→ **Exercise instructions**: Pictures stay out of the copy, which must hold exactly the lines from the one containing "[(61, 47), (449, 225), (446, 299), (267, 242)]" through the end of the material below.

→ **Data for this task**:
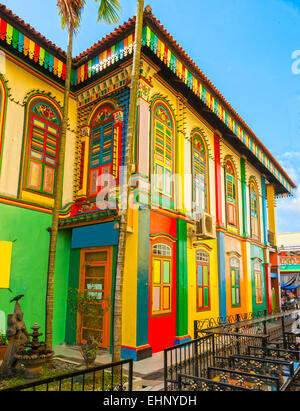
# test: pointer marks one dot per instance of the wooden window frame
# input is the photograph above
(166, 169)
(162, 258)
(235, 188)
(237, 269)
(258, 285)
(206, 176)
(108, 276)
(101, 166)
(256, 193)
(203, 287)
(43, 165)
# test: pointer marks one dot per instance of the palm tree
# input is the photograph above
(70, 11)
(125, 188)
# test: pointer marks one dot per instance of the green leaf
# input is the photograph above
(109, 11)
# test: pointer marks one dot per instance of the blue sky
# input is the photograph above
(245, 47)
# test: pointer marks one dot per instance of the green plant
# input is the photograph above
(3, 339)
(87, 306)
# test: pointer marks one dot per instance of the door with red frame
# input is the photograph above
(162, 306)
(95, 281)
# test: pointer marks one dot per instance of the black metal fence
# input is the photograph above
(195, 357)
(289, 355)
(192, 383)
(108, 377)
(259, 322)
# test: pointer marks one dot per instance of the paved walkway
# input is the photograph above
(149, 370)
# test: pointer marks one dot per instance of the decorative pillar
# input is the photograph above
(182, 284)
(143, 349)
(271, 210)
(218, 181)
(244, 197)
(264, 210)
(84, 163)
(222, 273)
(181, 117)
(267, 267)
(220, 224)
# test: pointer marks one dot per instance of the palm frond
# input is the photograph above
(109, 11)
(70, 11)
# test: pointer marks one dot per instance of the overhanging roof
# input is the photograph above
(16, 35)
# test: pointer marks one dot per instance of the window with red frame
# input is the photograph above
(203, 280)
(231, 194)
(42, 149)
(102, 148)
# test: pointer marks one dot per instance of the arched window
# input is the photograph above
(231, 194)
(3, 101)
(258, 283)
(200, 174)
(163, 150)
(235, 282)
(254, 211)
(43, 134)
(161, 279)
(203, 280)
(102, 145)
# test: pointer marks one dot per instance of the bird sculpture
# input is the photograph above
(17, 298)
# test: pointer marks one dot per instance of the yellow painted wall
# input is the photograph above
(130, 286)
(193, 314)
(5, 265)
(22, 81)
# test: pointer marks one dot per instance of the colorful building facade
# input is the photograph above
(289, 248)
(202, 214)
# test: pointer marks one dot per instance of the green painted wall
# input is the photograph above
(73, 283)
(27, 230)
(258, 253)
(182, 281)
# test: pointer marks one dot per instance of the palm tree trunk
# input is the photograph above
(125, 188)
(57, 198)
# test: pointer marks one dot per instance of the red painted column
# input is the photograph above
(268, 286)
(218, 183)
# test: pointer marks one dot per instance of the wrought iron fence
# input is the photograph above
(289, 355)
(291, 340)
(254, 381)
(252, 323)
(265, 366)
(108, 377)
(196, 356)
(192, 383)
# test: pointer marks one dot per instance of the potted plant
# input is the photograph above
(3, 345)
(83, 304)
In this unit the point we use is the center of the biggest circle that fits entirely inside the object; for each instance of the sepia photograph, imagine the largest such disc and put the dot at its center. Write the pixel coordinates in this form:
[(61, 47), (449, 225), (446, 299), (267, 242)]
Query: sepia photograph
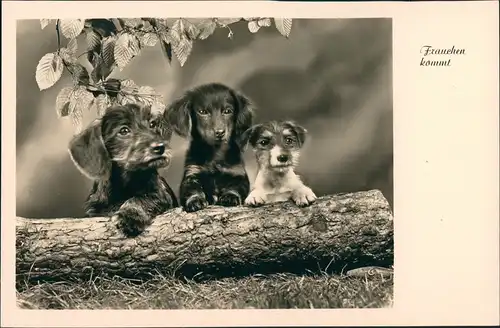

→ **Your response**:
[(61, 47), (449, 225), (446, 299), (267, 242)]
Query: sepia photograph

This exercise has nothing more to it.